§ **Given instruction**
Retype, without alteration, each line from the line containing "the dark jacket" to the final line of the records.

§ **Entries provided**
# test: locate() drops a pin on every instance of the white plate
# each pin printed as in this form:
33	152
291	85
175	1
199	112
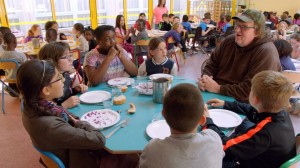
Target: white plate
158	129
101	118
142	88
225	118
120	81
160	75
94	96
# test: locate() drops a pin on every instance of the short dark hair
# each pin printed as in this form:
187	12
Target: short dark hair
53	51
49	24
9	38
284	48
183	107
99	31
185	18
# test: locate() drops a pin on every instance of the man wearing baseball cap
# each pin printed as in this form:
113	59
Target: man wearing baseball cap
240	56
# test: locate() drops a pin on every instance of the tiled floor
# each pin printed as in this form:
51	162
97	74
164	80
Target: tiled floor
15	145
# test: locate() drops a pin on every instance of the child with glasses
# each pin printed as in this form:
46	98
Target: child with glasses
59	53
51	127
11	53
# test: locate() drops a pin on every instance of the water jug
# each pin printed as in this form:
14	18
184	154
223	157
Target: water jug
160	88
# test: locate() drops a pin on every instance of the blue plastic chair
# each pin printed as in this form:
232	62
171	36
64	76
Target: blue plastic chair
7	64
50	160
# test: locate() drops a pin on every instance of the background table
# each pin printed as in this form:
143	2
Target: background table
133	137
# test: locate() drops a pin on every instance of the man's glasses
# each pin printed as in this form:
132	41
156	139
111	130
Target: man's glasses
243	28
60	77
67	56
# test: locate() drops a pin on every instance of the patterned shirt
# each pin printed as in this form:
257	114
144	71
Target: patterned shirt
115	69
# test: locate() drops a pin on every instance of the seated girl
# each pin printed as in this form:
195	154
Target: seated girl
123	35
285	49
59	53
109	60
34	32
175	34
89	36
78	30
51	127
159	62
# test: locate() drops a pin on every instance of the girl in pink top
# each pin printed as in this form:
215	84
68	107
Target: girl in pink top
158	11
123	34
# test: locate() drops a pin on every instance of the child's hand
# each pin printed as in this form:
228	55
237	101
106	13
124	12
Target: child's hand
81	88
206	113
216	102
112	52
71	102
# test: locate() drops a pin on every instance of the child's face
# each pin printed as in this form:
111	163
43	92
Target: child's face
56	86
37	31
55	26
160	51
107	41
179	29
122	21
166	19
142	17
140	27
206	21
88	35
65	62
176	20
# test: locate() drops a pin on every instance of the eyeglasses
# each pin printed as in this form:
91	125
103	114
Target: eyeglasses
67	56
60	77
243	28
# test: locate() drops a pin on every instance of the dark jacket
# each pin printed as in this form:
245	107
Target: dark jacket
269	143
74	145
68	90
233	67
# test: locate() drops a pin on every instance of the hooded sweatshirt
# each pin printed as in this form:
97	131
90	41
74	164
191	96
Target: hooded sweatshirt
233	67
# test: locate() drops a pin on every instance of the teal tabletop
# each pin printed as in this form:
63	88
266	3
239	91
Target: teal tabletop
133	137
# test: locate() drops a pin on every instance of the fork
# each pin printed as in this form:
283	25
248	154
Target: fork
115	130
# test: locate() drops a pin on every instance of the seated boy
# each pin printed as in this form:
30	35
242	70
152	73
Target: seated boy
140	51
10	53
51	35
143	17
183	108
165	24
109	60
227	23
271	140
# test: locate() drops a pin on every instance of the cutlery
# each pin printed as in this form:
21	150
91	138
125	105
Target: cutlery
115	130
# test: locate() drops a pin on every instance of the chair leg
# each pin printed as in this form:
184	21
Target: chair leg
3	97
174	53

§ **Output below**
# test: locate() drops a pin on every instance of the dark jacket
# each pin printed as in this form:
245	107
Target: dark jacket
269	143
74	145
68	90
233	67
# test: locate() drops a pin on every instance of the hooded sweatshirt
# each pin printed as in this form:
97	131
90	41
74	164
191	96
Target: hooded sweatshirt
233	67
# test: locate() drops a pin on every instance of the teal tabletop
# each pin printed as in this form:
63	88
266	3
239	91
Target: teal tabletop
133	137
# test: locate() drops a pin on every instance of the fork
# each pin printed as in this form:
283	25
248	154
Target: fork
115	130
# test: locate() drops a pin on every instance of the seated boy
# each pin printed as in this form:
30	35
242	70
152	73
Target: seated boy
140	51
10	53
51	35
143	17
183	108
165	24
109	60
227	23
271	140
# test: locate() drops a pin on every instance of the cutlery
# each pin printed as in this form:
21	150
91	138
125	105
Target: cutlery
115	130
# test: locate() drops a pin on every instance of the chair leg
# each pin printed as in this form:
184	21
Target: chair leg
3	97
174	53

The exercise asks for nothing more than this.